#### [PROVIDED DATA]
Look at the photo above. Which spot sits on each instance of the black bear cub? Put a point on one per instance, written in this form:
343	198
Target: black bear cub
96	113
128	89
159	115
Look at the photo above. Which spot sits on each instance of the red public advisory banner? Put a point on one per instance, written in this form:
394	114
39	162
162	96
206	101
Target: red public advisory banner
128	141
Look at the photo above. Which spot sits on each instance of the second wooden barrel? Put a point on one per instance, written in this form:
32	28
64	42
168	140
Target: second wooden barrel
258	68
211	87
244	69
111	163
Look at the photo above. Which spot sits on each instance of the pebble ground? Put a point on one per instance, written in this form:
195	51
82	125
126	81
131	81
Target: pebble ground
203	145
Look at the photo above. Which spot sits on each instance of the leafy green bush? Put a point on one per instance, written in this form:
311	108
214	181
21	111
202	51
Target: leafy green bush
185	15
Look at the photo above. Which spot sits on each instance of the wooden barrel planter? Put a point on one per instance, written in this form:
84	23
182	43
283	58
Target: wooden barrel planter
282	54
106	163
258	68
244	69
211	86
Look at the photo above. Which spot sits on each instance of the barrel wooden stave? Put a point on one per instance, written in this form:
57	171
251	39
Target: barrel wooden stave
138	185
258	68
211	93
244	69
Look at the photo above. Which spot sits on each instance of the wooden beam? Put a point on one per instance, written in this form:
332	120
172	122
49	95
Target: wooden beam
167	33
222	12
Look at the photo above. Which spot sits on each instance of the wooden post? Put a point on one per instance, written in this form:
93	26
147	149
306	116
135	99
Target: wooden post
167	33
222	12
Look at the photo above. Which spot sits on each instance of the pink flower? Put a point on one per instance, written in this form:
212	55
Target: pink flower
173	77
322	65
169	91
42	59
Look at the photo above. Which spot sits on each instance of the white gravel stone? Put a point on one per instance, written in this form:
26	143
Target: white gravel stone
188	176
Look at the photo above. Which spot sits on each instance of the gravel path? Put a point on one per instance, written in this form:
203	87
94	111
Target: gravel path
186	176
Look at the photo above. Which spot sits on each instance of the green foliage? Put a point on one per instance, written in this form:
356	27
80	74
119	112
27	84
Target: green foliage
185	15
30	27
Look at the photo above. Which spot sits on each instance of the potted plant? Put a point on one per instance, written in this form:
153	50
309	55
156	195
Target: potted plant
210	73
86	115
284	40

#### [TASK DETAILS]
Repeat word for word each line from the one with "the wooden beam?" to the end of the records above, inclusive.

#### [RESULT OF THE EXERCISE]
Look at the photo above. Which spot sits on each instance of the wooden beam? Put a point on one per instance, written in this form:
332	120
172	122
49	95
Target: wooden beam
167	33
222	12
Look at the photo above. Which spot sits on each instance of the wooden post? Put a point on one per instance, written in this form:
93	26
147	149
306	116
135	99
Target: wooden post
167	33
222	12
Look at the photo above. Which spot sits on each instance of the pink flower? Put a point on one per instance, written in this form:
212	55
Target: pink flower
173	77
322	65
169	91
42	59
Look at the photo above. Which spot sits on each instance of the white gravel stone? Put a point on one per instance, written in this form:
26	143
Target: white gravel stone
188	176
Look at the photo above. Which spot sits on each instance of the gravel path? Put a point on one per instance, written in this form:
203	87
94	111
Target: gravel path
186	176
Look at the photo above. Which spot sits on each instance of the green foliage? Put a point on one per instance, written in this form:
356	27
80	74
119	112
27	84
Target: green foliage
185	15
30	27
Look at the photo above. Which spot sits on each instance of the potted plant? Put a point on one per instance, written in this form:
153	50
309	55
156	195
Target: potted plant
210	73
86	115
284	40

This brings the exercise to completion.